** Given text **
<<<<
Away from Zero1 – The Not So Mysterious Case of Higher Interest Rates

If the story of 2022 stock and bond market returns was written as a whodunit, the crack detective protagonist would have a primary suspect list that started and ended with rising interest rates. Higher interest rates and the higher volatility associated with uncertainty about the pace of monetary tightening have been a negative for stock and bond returns in 2022. However, both factors have a positive impact on call option premiums and have been beneficial to the relative performance of option writing indexes this year.

As of November 30, the Cboe® S&P 500 BuyWriteSM Index (the BXMSM) had a smaller year-to-date loss than both the S&P 500® Index and the Bloomberg U.S. Aggregate Bond Index (the Agg). Relative performance was also strong during the equity market advance and partial recovery in October and November, as the BXMSM captured over half of the 14.14% quarter-to-date return of the S&P 500® Index, while the Agg has returned 2.33%.

As Figures 1 and 2 illustrate, higher interest rates and elevated implied volatility both contribute positively to the monthly premium the BXMSM receives for writing a one-month at-the-money (ATM) S&P 500® Index call option.
>>>>
** What this exercise asks **
1. In the article on higher interest rates, what quarter-to-date return does the Bloomberg U.S. Aggregate Bond Index show?
2. Pull out the passage of the article on higher interest rates between "As of November" and "has returned 2.33%.", inclusive, word for word.

** Listed records **
<<<<
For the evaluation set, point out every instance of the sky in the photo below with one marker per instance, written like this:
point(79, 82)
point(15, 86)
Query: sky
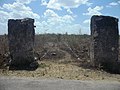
point(57, 16)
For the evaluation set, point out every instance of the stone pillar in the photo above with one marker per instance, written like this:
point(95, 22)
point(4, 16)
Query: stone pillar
point(104, 43)
point(21, 35)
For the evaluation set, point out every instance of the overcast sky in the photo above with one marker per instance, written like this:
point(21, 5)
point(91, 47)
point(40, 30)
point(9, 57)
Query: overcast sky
point(57, 16)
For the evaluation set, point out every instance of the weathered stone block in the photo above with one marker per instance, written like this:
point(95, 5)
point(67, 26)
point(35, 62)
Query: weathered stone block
point(21, 35)
point(104, 41)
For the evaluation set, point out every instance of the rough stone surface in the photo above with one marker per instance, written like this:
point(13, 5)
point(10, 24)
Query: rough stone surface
point(104, 43)
point(21, 42)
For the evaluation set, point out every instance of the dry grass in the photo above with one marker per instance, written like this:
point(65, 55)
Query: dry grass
point(58, 69)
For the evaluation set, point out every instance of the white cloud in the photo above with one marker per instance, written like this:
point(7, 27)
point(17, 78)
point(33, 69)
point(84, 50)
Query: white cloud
point(69, 11)
point(113, 4)
point(54, 23)
point(58, 4)
point(87, 21)
point(25, 1)
point(17, 10)
point(94, 11)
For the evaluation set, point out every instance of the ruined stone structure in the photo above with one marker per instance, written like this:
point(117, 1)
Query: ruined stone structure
point(104, 43)
point(21, 43)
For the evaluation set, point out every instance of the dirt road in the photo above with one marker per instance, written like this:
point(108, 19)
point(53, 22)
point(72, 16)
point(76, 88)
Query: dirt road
point(7, 83)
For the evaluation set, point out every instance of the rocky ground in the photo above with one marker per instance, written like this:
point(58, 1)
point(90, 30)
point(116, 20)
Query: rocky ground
point(65, 68)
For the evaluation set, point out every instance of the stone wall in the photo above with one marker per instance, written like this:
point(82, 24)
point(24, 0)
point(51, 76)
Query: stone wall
point(21, 35)
point(104, 42)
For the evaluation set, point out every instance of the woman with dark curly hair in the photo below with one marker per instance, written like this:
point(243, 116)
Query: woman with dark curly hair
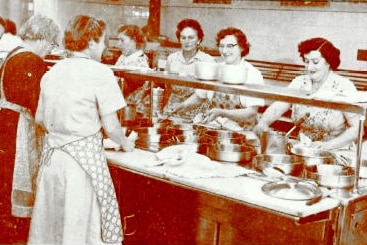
point(190, 34)
point(228, 110)
point(75, 197)
point(325, 128)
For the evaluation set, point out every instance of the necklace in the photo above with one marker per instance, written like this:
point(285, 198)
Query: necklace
point(79, 55)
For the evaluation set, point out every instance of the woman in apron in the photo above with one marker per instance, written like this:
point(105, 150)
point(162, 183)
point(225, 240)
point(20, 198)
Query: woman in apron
point(229, 111)
point(75, 197)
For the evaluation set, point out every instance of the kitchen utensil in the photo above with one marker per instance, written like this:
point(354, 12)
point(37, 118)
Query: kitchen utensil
point(296, 191)
point(231, 153)
point(288, 164)
point(331, 175)
point(273, 142)
point(225, 136)
point(312, 156)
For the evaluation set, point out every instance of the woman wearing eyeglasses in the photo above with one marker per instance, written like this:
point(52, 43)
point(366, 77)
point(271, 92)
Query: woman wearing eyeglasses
point(190, 35)
point(228, 110)
point(325, 128)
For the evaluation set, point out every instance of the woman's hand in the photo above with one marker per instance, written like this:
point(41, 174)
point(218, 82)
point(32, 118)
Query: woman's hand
point(173, 108)
point(212, 114)
point(128, 144)
point(261, 127)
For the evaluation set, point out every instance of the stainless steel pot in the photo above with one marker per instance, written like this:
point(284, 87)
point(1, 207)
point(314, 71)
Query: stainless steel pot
point(331, 175)
point(287, 164)
point(313, 156)
point(128, 113)
point(231, 153)
point(273, 142)
point(225, 136)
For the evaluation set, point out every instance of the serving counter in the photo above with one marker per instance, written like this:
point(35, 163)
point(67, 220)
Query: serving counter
point(160, 206)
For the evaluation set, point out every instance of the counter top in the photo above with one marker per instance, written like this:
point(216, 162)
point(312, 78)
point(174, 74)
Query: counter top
point(233, 184)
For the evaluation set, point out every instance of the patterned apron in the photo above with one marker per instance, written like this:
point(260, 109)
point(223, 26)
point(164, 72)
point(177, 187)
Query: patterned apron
point(89, 153)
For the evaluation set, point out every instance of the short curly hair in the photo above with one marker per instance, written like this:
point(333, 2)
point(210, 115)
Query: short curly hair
point(330, 53)
point(194, 24)
point(80, 30)
point(135, 33)
point(240, 36)
point(39, 27)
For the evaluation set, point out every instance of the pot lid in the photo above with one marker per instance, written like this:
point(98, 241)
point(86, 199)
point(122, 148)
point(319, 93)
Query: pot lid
point(296, 191)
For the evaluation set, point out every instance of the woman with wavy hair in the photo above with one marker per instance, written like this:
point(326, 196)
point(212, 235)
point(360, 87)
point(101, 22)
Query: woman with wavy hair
point(75, 197)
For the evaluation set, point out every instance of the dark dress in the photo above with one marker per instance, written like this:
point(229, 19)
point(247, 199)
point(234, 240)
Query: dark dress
point(23, 73)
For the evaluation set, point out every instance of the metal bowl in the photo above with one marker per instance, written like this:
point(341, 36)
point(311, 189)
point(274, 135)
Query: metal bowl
point(185, 129)
point(225, 136)
point(231, 153)
point(288, 164)
point(331, 175)
point(313, 156)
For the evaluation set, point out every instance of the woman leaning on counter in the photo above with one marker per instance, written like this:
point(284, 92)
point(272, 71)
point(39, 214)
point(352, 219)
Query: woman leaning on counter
>>>>
** Outputs in order **
1. 2.33%

2.
As of November 30, the Cboe® S&P 500 BuyWriteSM Index (the BXMSM) had a smaller year-to-date loss than both the S&P 500® Index and the Bloomberg U.S. Aggregate Bond Index (the Agg). Relative performance was also strong during the equity market advance and partial recovery in October and November, as the BXMSM captured over half of the 14.14% quarter-to-date return of the S&P 500® Index, while the Agg has returned 2.33%.